**Set exercise:**
Reproduce every line of the material below word for word.

— Start Given entries —

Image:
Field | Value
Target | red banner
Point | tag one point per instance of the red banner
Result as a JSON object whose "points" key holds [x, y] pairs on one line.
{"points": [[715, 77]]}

— End Given entries —

**Exercise output:**
Image:
Field | Value
Target | red banner
Point | tag one point per instance of the red banner
Result as a JSON object whose "points" key holds [x, y] pairs on one line.
{"points": [[715, 77]]}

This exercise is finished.